### OBJECTIVE
Which lines in the material below contain the word "windshield"? Report each of those lines in full.

Dataset entries
— Begin —

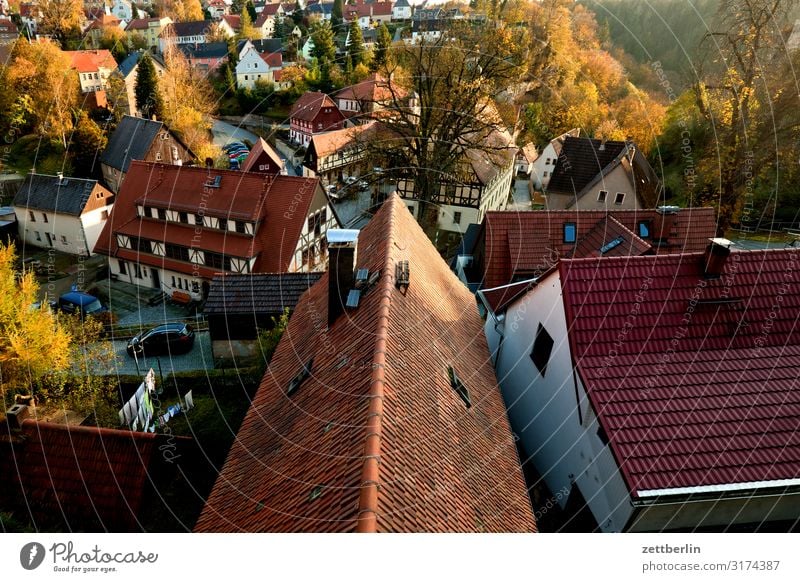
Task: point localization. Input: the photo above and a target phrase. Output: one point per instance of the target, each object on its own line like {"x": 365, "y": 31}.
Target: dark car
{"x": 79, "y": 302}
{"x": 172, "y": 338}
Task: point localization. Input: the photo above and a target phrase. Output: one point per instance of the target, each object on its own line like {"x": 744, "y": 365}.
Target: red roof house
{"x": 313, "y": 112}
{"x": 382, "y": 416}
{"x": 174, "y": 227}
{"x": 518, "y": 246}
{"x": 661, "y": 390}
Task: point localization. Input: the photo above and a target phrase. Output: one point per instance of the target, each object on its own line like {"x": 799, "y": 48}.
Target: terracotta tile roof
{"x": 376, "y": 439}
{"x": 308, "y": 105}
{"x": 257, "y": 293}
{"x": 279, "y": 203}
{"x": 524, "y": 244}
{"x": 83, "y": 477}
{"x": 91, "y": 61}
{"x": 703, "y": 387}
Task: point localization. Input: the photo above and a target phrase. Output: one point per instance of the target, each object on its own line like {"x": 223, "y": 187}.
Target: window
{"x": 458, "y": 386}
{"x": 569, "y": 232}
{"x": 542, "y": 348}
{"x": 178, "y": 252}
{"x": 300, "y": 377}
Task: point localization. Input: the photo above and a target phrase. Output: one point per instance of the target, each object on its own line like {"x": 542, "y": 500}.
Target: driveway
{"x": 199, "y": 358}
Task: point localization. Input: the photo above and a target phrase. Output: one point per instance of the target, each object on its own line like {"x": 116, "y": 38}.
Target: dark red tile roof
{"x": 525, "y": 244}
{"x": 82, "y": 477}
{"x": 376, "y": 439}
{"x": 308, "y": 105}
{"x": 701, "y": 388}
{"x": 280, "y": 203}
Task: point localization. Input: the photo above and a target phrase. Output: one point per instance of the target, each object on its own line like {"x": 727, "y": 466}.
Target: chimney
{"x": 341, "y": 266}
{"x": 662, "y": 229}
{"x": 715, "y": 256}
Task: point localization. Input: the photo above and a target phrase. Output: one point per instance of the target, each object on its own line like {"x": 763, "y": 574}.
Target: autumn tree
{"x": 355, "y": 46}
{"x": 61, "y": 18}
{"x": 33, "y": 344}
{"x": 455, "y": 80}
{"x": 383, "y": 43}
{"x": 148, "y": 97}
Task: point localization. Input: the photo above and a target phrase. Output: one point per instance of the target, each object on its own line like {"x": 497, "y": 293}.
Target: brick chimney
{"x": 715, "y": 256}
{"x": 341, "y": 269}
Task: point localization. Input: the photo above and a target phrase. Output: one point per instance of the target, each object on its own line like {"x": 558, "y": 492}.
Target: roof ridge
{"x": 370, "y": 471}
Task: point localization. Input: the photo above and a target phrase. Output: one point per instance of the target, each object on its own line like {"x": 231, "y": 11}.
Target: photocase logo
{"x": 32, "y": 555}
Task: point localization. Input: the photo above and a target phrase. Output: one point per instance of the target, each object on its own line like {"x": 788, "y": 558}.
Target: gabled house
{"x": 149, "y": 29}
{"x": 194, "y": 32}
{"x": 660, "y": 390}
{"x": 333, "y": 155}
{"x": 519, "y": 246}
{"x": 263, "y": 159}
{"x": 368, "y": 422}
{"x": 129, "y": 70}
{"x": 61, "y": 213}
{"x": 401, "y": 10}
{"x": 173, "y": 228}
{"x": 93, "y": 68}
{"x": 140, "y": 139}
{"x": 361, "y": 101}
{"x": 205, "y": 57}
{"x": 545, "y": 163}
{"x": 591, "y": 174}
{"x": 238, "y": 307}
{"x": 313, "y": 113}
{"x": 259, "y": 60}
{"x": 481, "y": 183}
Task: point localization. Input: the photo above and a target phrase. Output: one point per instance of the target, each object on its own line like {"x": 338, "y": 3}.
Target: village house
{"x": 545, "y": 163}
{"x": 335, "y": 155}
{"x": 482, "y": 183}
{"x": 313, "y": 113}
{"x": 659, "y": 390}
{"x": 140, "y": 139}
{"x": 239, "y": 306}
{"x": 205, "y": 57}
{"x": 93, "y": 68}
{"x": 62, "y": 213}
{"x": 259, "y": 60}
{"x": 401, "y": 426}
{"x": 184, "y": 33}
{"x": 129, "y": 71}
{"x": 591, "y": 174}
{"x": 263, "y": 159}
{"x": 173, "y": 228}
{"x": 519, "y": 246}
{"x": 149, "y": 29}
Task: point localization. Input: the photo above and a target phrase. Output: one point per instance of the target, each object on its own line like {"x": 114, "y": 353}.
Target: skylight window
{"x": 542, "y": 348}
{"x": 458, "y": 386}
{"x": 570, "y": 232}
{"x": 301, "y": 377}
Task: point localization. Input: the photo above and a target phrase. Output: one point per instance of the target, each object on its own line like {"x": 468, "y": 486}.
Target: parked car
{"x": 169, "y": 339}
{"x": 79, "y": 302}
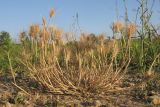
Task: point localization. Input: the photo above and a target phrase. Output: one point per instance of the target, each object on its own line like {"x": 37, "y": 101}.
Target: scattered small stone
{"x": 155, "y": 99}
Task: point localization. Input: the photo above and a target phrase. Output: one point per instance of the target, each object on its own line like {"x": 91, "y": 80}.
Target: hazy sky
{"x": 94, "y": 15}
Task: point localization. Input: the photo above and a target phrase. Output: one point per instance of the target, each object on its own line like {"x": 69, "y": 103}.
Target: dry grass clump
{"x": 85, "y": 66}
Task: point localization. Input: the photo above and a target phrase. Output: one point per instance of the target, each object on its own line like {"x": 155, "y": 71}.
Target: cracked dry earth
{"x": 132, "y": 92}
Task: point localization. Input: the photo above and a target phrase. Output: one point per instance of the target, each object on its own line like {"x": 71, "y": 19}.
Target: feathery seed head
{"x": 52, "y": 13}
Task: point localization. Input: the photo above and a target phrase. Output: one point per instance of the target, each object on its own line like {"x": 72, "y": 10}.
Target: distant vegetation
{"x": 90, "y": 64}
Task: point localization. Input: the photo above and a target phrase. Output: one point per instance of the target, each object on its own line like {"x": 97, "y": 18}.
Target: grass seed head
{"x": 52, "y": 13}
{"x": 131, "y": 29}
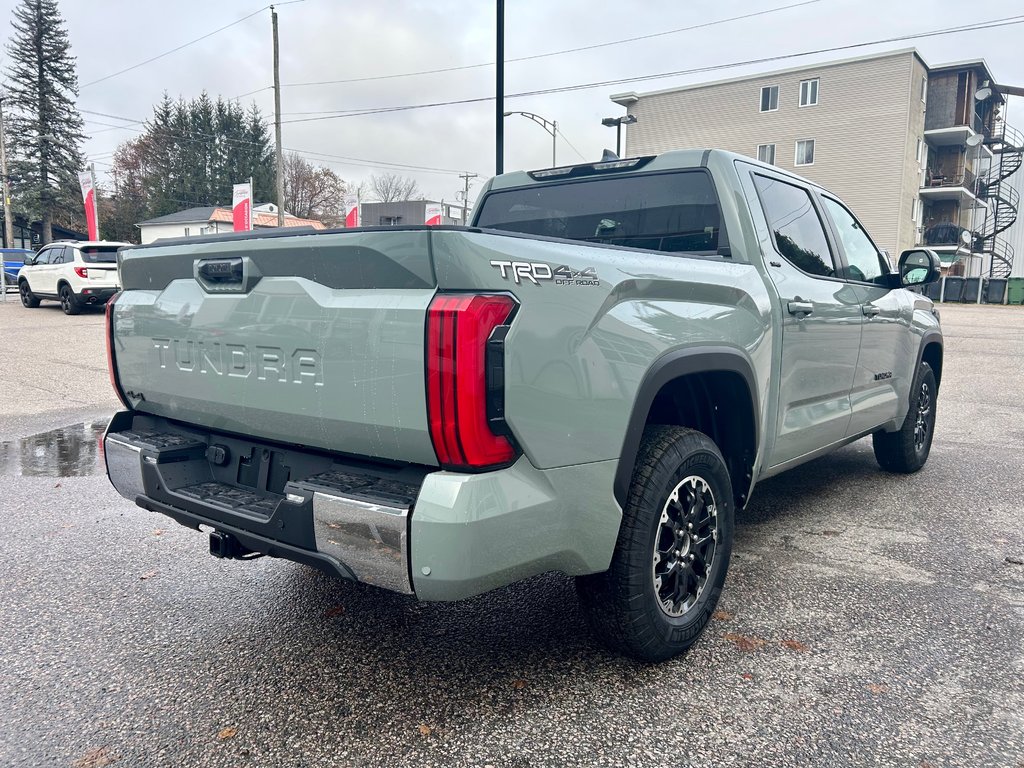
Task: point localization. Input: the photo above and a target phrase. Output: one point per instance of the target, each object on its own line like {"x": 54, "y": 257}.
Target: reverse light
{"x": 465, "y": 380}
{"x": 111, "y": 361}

— End —
— Begin —

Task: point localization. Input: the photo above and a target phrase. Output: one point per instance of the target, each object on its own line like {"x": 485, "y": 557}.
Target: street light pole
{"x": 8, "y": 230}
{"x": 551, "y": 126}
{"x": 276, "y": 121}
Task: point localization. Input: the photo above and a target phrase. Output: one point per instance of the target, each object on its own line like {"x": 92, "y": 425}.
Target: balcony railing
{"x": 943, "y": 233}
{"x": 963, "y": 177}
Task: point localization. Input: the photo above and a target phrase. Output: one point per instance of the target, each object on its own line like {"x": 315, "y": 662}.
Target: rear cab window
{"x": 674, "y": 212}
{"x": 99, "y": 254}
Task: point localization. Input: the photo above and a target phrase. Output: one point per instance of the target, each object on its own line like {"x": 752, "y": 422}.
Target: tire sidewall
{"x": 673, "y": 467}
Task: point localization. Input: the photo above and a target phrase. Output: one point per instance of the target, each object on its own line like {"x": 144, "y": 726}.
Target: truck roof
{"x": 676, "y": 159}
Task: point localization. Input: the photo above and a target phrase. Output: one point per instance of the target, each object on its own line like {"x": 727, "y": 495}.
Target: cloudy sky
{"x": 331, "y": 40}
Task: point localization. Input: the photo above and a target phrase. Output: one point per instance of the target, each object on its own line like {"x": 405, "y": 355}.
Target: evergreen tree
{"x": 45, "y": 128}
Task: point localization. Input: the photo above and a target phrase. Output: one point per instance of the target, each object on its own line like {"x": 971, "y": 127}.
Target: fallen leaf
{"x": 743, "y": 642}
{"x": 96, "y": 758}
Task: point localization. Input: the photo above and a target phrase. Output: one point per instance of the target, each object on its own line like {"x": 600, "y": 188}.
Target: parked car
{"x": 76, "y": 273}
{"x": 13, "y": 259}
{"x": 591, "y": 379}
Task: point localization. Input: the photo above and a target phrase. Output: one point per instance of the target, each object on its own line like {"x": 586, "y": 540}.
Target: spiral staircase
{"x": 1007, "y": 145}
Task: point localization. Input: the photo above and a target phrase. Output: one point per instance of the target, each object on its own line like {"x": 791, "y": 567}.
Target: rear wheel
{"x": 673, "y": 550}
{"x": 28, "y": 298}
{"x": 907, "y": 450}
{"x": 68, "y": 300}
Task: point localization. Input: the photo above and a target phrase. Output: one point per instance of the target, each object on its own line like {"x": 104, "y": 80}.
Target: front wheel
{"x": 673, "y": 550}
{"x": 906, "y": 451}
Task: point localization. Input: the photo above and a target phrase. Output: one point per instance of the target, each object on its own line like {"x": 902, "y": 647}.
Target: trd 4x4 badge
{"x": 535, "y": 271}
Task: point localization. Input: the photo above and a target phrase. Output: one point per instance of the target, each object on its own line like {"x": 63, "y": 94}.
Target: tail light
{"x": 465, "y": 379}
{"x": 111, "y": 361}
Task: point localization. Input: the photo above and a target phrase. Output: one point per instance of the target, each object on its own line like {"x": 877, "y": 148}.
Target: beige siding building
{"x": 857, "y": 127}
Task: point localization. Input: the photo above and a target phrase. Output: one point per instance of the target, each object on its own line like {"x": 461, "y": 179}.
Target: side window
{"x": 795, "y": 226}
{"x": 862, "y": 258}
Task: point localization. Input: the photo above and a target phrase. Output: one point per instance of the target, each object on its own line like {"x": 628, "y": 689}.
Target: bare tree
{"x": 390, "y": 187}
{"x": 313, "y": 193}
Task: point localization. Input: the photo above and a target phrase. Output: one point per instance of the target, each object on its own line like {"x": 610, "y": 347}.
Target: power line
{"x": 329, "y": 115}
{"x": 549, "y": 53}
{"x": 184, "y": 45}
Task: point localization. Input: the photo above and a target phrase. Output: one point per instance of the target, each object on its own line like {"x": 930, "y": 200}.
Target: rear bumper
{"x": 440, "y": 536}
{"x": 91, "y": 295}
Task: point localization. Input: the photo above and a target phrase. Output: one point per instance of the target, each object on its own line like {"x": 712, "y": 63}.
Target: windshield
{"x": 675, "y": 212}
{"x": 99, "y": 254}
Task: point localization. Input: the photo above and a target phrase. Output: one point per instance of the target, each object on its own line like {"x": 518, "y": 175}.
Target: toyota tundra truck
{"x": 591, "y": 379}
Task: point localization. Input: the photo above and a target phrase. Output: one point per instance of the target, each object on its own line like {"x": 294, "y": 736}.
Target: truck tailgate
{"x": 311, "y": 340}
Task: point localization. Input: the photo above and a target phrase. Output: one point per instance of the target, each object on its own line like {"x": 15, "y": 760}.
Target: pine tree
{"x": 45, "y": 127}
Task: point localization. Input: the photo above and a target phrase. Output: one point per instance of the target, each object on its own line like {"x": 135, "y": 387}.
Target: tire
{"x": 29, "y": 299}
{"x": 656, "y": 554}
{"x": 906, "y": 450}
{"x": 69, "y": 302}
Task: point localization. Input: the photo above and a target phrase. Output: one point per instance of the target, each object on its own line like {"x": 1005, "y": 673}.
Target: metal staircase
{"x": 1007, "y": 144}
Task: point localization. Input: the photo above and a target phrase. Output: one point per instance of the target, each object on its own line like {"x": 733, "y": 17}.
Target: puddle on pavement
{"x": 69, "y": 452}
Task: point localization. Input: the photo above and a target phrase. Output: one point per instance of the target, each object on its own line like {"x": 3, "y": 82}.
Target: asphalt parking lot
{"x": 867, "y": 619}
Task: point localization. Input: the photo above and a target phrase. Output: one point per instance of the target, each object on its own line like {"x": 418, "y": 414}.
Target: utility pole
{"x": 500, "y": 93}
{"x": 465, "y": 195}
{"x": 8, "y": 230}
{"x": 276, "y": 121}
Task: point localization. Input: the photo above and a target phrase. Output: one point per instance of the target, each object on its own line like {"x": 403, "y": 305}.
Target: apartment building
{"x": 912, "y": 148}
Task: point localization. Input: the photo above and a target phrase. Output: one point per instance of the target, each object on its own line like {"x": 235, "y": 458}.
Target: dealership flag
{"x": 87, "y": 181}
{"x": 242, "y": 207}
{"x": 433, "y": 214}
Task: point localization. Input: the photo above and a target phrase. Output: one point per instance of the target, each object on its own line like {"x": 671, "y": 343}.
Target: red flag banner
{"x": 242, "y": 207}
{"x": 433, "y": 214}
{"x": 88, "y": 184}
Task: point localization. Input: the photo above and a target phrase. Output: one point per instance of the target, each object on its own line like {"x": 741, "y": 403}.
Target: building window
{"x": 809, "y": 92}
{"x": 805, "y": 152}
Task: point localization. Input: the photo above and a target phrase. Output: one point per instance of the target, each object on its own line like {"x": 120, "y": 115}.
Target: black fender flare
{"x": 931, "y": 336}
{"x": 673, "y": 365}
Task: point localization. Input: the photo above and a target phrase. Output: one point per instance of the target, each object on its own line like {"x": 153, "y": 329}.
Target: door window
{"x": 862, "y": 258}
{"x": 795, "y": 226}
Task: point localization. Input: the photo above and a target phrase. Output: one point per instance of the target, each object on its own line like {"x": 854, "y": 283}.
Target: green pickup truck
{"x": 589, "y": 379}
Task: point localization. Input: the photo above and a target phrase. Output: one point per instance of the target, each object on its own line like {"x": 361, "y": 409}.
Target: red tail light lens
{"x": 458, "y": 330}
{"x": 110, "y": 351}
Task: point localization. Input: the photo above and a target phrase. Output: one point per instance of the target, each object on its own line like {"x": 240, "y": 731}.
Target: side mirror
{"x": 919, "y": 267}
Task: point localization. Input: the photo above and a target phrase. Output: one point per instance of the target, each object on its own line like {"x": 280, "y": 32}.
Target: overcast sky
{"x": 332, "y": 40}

— End —
— Begin —

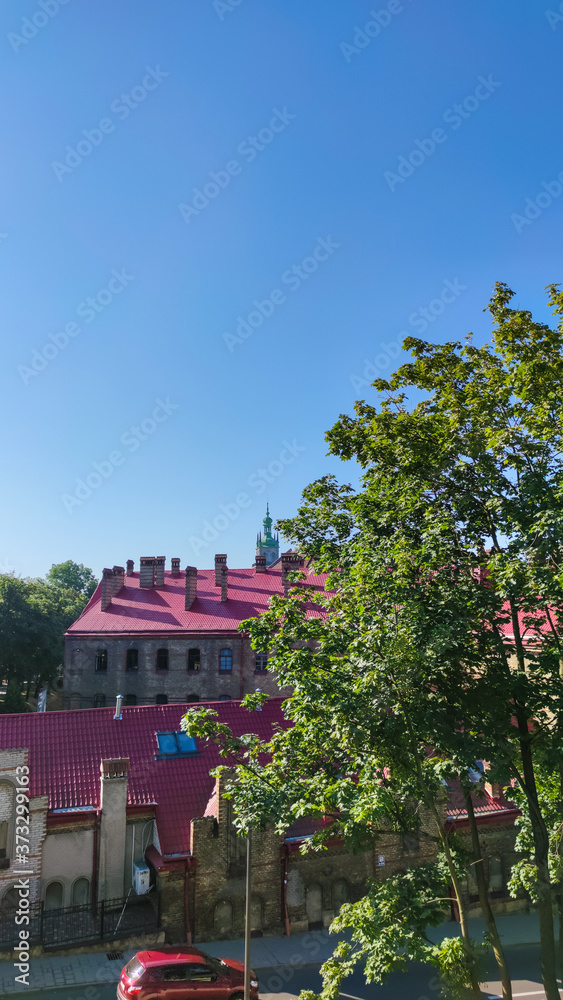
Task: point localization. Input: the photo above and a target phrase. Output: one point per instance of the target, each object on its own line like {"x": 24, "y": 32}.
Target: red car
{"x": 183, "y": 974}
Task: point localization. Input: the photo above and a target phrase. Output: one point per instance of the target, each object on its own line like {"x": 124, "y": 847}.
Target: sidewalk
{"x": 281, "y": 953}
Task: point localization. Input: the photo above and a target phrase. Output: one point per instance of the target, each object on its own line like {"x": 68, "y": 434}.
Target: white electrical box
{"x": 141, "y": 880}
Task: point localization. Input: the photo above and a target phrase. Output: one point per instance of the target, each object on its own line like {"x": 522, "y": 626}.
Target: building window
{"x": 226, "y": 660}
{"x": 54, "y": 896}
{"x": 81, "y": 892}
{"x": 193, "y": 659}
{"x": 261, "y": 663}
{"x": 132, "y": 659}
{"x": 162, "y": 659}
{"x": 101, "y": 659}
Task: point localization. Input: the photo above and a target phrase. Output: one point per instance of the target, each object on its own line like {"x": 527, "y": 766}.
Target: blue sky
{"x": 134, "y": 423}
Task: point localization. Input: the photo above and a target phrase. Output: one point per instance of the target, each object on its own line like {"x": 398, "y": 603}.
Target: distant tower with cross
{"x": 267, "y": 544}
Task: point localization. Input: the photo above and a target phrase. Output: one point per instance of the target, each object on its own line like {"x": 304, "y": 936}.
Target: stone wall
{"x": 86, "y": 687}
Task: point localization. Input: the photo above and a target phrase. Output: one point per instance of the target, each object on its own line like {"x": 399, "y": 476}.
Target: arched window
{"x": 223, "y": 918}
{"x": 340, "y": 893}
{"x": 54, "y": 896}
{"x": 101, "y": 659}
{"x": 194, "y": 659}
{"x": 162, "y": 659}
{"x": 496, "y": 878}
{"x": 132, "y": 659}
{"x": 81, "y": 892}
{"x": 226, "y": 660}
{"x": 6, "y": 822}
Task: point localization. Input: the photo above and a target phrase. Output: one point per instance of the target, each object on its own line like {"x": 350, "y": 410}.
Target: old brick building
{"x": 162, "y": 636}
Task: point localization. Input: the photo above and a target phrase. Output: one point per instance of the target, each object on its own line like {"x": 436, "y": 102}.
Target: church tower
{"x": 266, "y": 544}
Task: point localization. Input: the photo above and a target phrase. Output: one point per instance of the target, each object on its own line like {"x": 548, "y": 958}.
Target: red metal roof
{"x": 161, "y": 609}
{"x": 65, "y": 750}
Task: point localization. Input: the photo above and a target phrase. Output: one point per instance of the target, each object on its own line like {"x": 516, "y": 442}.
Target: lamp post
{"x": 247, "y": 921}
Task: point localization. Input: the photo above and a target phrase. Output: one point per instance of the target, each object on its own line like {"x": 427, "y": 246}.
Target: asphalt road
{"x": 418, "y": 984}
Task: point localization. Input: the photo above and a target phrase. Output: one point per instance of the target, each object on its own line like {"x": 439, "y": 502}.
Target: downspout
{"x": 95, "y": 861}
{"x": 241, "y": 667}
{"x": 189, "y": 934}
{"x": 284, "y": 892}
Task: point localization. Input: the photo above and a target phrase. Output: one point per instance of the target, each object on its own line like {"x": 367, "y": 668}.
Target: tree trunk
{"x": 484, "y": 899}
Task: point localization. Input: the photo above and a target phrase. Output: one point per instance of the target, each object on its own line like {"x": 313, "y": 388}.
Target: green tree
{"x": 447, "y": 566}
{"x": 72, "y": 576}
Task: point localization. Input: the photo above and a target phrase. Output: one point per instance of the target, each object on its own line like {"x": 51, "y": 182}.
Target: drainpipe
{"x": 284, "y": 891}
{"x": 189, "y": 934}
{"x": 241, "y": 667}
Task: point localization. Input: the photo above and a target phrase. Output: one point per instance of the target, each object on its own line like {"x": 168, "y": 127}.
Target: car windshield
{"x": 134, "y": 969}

— End —

### OUTPUT OF THE TASK
Target: windshield
Target: car windshield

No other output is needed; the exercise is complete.